**** Exercise data ****
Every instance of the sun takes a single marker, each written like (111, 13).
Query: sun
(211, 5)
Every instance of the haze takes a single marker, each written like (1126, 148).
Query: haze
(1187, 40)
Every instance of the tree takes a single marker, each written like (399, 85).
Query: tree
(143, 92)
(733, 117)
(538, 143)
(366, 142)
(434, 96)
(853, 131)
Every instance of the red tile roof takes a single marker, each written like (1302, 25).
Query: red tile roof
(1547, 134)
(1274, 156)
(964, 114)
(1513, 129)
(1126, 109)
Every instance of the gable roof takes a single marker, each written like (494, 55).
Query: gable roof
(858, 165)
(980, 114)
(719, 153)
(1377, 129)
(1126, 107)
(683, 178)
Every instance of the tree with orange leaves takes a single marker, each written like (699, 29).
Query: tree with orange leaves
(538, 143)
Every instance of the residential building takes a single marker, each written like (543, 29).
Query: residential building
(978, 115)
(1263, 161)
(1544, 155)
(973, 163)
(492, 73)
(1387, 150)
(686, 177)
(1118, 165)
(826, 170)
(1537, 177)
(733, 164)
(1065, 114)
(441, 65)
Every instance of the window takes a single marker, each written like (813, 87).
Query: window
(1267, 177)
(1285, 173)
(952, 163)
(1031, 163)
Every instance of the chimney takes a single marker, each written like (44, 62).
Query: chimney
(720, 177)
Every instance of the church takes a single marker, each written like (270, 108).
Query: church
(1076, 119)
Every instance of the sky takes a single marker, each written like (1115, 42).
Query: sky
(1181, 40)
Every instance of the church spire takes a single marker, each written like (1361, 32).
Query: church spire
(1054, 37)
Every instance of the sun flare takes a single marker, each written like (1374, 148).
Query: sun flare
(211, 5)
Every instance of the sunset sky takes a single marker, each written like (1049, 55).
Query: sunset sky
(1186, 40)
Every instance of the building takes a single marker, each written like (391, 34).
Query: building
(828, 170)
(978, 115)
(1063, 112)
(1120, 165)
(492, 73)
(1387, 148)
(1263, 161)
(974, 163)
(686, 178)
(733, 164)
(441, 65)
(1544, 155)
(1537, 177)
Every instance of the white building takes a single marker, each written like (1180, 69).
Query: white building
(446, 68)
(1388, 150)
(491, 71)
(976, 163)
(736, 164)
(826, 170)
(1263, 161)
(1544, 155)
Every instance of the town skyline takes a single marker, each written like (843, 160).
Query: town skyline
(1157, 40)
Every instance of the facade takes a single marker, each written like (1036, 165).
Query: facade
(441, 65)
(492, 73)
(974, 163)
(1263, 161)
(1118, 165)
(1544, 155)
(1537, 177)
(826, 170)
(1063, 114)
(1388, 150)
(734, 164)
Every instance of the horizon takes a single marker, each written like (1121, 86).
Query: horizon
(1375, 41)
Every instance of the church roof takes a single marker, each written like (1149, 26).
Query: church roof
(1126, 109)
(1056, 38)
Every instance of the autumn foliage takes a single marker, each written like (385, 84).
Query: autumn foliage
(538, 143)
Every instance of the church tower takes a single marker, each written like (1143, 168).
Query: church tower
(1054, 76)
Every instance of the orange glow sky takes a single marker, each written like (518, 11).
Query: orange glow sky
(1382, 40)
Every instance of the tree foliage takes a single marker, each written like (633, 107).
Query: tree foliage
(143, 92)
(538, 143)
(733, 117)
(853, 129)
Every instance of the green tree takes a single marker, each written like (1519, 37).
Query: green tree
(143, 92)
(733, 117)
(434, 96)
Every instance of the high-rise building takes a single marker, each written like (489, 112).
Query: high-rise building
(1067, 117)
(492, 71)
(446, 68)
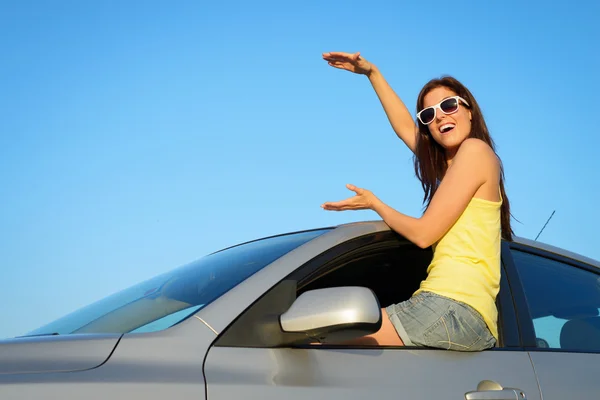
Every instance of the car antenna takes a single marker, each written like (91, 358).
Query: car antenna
(551, 215)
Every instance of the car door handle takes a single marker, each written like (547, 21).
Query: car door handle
(503, 394)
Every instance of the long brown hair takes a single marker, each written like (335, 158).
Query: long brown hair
(430, 160)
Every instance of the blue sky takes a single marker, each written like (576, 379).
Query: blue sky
(137, 136)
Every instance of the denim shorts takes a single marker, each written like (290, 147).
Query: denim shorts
(430, 320)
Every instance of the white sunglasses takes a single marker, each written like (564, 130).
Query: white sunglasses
(447, 106)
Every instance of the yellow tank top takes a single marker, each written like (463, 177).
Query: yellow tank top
(466, 261)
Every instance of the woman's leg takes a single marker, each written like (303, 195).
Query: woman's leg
(385, 336)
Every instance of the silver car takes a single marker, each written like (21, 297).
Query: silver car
(257, 321)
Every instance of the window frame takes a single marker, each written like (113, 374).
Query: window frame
(524, 320)
(507, 317)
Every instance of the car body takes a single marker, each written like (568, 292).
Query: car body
(257, 320)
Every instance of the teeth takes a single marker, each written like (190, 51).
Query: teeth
(446, 127)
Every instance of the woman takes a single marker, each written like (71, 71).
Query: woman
(467, 213)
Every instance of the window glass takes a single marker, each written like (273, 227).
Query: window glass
(563, 300)
(167, 299)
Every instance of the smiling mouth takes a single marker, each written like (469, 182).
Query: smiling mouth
(446, 128)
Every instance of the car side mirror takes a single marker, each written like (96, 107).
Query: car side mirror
(333, 315)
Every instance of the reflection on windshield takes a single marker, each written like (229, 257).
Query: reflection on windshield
(169, 298)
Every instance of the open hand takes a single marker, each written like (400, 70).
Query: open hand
(363, 200)
(350, 62)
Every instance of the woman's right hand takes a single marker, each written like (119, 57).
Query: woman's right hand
(350, 62)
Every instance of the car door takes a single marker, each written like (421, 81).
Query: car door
(559, 313)
(235, 367)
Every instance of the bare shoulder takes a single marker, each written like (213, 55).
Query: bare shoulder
(477, 151)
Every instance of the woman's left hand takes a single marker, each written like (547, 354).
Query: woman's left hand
(363, 200)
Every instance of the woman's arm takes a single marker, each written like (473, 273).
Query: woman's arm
(472, 167)
(395, 110)
(474, 164)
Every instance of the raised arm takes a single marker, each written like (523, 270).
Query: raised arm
(397, 113)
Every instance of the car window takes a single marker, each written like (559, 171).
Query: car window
(167, 299)
(563, 301)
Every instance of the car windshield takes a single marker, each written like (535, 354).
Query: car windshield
(169, 298)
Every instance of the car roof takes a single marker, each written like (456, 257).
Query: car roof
(379, 225)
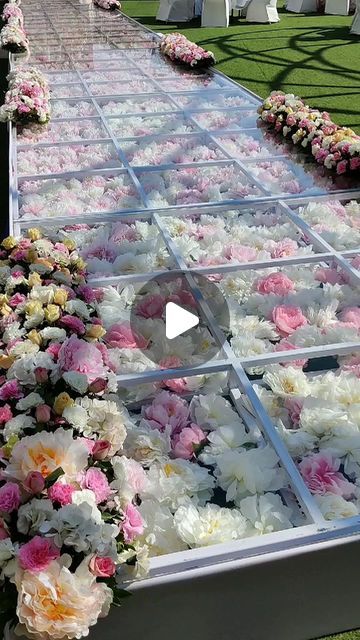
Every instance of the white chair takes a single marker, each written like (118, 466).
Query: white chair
(302, 6)
(262, 11)
(175, 10)
(337, 7)
(355, 27)
(215, 13)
****
Could you output all of the records exactly, without their pictures?

Every instance of the sun takes a single marker, each written like (111, 13).
Query: sun
(211, 5)
Every instance of the haze takes a single marker, each written like (1126, 148).
Query: haze
(1187, 40)
Every instance of the tree takes a single marker, each written like (399, 85).
Query: tree
(143, 92)
(733, 117)
(538, 143)
(366, 142)
(434, 96)
(853, 131)
Every instance of the red tile roof takes a single marker, each written like (1302, 25).
Query: red tile roof
(1547, 134)
(1274, 156)
(964, 114)
(1513, 129)
(1126, 109)
Every instance of the gable roof takes a single marker, each written like (494, 55).
Query: gable roof
(858, 165)
(980, 114)
(719, 153)
(1377, 129)
(1126, 107)
(683, 178)
Every instance of the tree with orange leaves takes a single marker, each written like (699, 29).
Query: tree with orange leaves
(538, 143)
Every instance of the residential building takes a single marker, each written like (543, 29).
Query: residential building
(978, 115)
(1263, 161)
(1544, 155)
(973, 163)
(492, 73)
(1387, 150)
(686, 177)
(1118, 165)
(826, 170)
(1537, 177)
(733, 164)
(1065, 114)
(441, 65)
Every instance of the window takes a single marker, each written like (813, 87).
Query: window
(1267, 177)
(1285, 173)
(952, 163)
(1031, 163)
Every instance of the chimney takes a single marker, each written like (44, 62).
Query: chimney
(720, 177)
Every instance of the church takes a single marker, each written like (270, 108).
Query: church
(1076, 119)
Every instance of the sky takes a single marker, each written like (1115, 42).
Query: sky
(1181, 40)
Every instance of the church spire takes a single marker, each written like (1361, 32).
Query: church spire
(1054, 37)
Every instance of the sun flare takes a single marker, each written like (1374, 148).
Query: sun flare
(211, 5)
Every instance of the sunset sky takes a single marker, each written like (1049, 55).
Query: sunset sky
(1186, 40)
Every instance of the building takes a single marker, each written like (391, 34).
Query: building
(828, 170)
(978, 115)
(1063, 112)
(1120, 165)
(492, 73)
(1387, 148)
(1263, 161)
(974, 163)
(686, 178)
(733, 164)
(441, 65)
(1544, 155)
(1537, 177)
Every instance of the white building takes a single marker, each written like (1180, 69).
Query: white building
(446, 68)
(1388, 150)
(491, 71)
(976, 163)
(736, 164)
(826, 170)
(1263, 161)
(1544, 155)
Every instance of the town skyline takes a single marker, each written like (843, 160).
Query: town skyline
(1157, 40)
Every instance of the facade takes a single marker, each written like (1036, 165).
Query: facade
(441, 65)
(492, 73)
(974, 163)
(1263, 161)
(1118, 165)
(1544, 155)
(1537, 177)
(826, 170)
(1063, 114)
(1388, 150)
(734, 164)
Every instance of the horizon takes a single marker, each written like (1121, 86).
Query: horizon
(1375, 41)
Every instance of the church roof takes a single marker, each written like (1149, 26).
Query: church roof
(1126, 109)
(1056, 38)
Every instance of the autumn foliage takes a single marker, each written like (385, 84).
Query: autumn foliage
(538, 143)
Every instance of the church tower takes a single marker, each written like (1143, 168).
Query: church tower
(1054, 76)
Every instance of the orange glow sky takes a single marker, each written like (518, 11).
Query: orange glow sky
(1382, 40)
Every instance of the tree foliage takes a single marker, each written like (633, 107).
Query: tree foliage
(143, 92)
(538, 143)
(733, 117)
(853, 129)
Every instance of the green tree takes a single marker, each written like (1519, 37).
Query: green tree
(143, 92)
(733, 117)
(434, 96)
Every instance of the high-rise building takes a single marker, each written like (489, 112).
Query: high-rise building
(1067, 117)
(492, 71)
(446, 68)
Every instance of the car antenna takes a single marker, each written like (91, 358).
Query: car antenna
(551, 215)
Every instance of the car door handle takes a single marker, each written like (547, 21).
Query: car door handle
(503, 394)
Every instance of the long brown hair takes a single marker, each written like (335, 158).
Query: long brown hair
(430, 160)
Every instance of the blue sky takes a single marker, each written like (576, 379).
Query: blue sky
(137, 136)
Every instance of the denim shorts takes a single marker, each written like (290, 147).
Query: denim shorts
(430, 320)
Every instance of the white sunglasses takes a single marker, each written like (564, 130).
Query: white sunglasses
(447, 106)
Every instance of the yellow tank top takes a single marker, each written like (463, 177).
Query: yellow tank top
(466, 261)
Every instance of the woman's leg takes a single marker, each written like (303, 195).
Query: woman's leg
(385, 336)
Every instance of the silver car takes a single marker, each written like (21, 297).
Query: silver car
(257, 321)
Every instance of the window frame takes a single marker, each written like (113, 374).
Query: window frame
(524, 320)
(507, 317)
Every instance of the car body takes a single marker, each written like (568, 292).
Query: car body
(257, 320)
Every instance of the teeth takes a single marker, each written like (190, 51).
Query: teeth
(446, 127)
Every instance of the woman takes a single marker, each written like (71, 71).
Query: woman
(467, 213)
Every instance of the window glass takes a single marker, each written like (273, 227).
Query: window glass
(563, 300)
(167, 299)
Every instance of the smiling mouth takes a single marker, each written like (469, 182).
Query: smiling mouth
(446, 128)
Every instance of the car side mirror takes a single marker, each written like (96, 107).
Query: car side mirror
(333, 315)
Every instance of the reflection on windshield takes a single marker, each written like (229, 257).
Query: reflection on windshield
(169, 298)
Every instance of the open hand takes a single marker, each written like (400, 70).
Query: open hand
(363, 200)
(350, 62)
Every instance of the woman's right hand takes a single marker, each written like (119, 57).
Query: woman's right hand
(350, 62)
Every instance of the car door takes a single marker, each written like (421, 81).
Query: car door
(559, 313)
(235, 367)
Every instance of the bare shoulder takes a single marker, each written like (213, 55).
Query: bare shoulder
(477, 151)
Every instance of the woman's left hand takes a single marker, each written like (547, 354).
Query: woman's left hand
(363, 200)
Every instance of the woman's arm takes a single marker, each written like (473, 273).
Query: woman's arm
(472, 167)
(395, 110)
(474, 164)
Every instance of the raised arm takes a single marker, each written like (523, 270).
Query: raised arm
(397, 113)
Every instance of the car window takes a single marker, each written like (559, 171).
Query: car window
(167, 299)
(563, 301)
Every instance of the car windshield takes a single marker, each written like (535, 354).
Query: car windshield
(169, 298)
Every instance of the car roof takes a single marker, each written like (456, 257).
Query: car roof
(379, 225)
Every instance of the white chair takes a single marker, each written like (118, 466).
Query: white chair
(302, 6)
(262, 11)
(175, 10)
(337, 7)
(355, 27)
(215, 13)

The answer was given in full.